▶ _Aim of the exercise_: Reproduce all of the data below word for word, omitting the pictures from your answer.

>> BEGIN

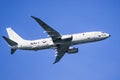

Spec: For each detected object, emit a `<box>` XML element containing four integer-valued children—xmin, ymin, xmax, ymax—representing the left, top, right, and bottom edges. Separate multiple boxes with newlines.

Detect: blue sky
<box><xmin>0</xmin><ymin>0</ymin><xmax>120</xmax><ymax>80</ymax></box>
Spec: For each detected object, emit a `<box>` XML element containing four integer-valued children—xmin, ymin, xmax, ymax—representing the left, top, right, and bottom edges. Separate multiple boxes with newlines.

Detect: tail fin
<box><xmin>6</xmin><ymin>28</ymin><xmax>23</xmax><ymax>42</ymax></box>
<box><xmin>2</xmin><ymin>36</ymin><xmax>18</xmax><ymax>54</ymax></box>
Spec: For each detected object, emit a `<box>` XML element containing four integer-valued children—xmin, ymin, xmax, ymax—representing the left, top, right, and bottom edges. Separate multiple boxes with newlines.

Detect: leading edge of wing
<box><xmin>31</xmin><ymin>16</ymin><xmax>61</xmax><ymax>39</ymax></box>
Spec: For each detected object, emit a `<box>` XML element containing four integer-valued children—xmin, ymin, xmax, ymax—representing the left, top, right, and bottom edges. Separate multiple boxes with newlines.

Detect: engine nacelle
<box><xmin>61</xmin><ymin>35</ymin><xmax>72</xmax><ymax>41</ymax></box>
<box><xmin>67</xmin><ymin>48</ymin><xmax>78</xmax><ymax>54</ymax></box>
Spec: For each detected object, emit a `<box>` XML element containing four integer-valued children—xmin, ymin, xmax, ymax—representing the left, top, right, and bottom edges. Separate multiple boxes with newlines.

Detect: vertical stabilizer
<box><xmin>6</xmin><ymin>28</ymin><xmax>23</xmax><ymax>42</ymax></box>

>> END

▶ _The response_:
Spec: For each detected object, emit a `<box>` XML element containing four integer-valued children—xmin, ymin, xmax, ymax—representing the left, top, right, and bottom edges. Separate multiple boxes with newlines.

Detect: blue sky
<box><xmin>0</xmin><ymin>0</ymin><xmax>120</xmax><ymax>80</ymax></box>
Spec: For each detected object, emit a `<box>` XML element containing four integer-valued children—xmin, ymin, xmax, ymax—representing the left, top, right, and bottom edges. Separate multiple boxes with newlines.

Detect: tail fin
<box><xmin>6</xmin><ymin>28</ymin><xmax>23</xmax><ymax>42</ymax></box>
<box><xmin>2</xmin><ymin>36</ymin><xmax>18</xmax><ymax>54</ymax></box>
Spec: For each detected object, emit a `<box>` XML element containing four integer-valued children—xmin, ymin, xmax, ymax—representing the left, top, right, and bottom edges. Separate multiple boxes with newlines.

Detect: leading edge of wing
<box><xmin>31</xmin><ymin>16</ymin><xmax>61</xmax><ymax>39</ymax></box>
Spec: For each detected object, emit a `<box>` XML element containing four integer-valued children—xmin, ymin, xmax, ymax—representing the left, top, right, and bottom edges. Separate multiple boxes with newlines.

Detect: engine nacelle
<box><xmin>61</xmin><ymin>35</ymin><xmax>72</xmax><ymax>41</ymax></box>
<box><xmin>67</xmin><ymin>48</ymin><xmax>78</xmax><ymax>54</ymax></box>
Spec: For each detected object, emit a `<box>` XML element containing four integer-valued children—xmin, ymin, xmax, ymax—representing the left, top, right, and bottom edges. Separate multiple boxes with newlines.

Detect: vertical stabilizer
<box><xmin>6</xmin><ymin>28</ymin><xmax>23</xmax><ymax>42</ymax></box>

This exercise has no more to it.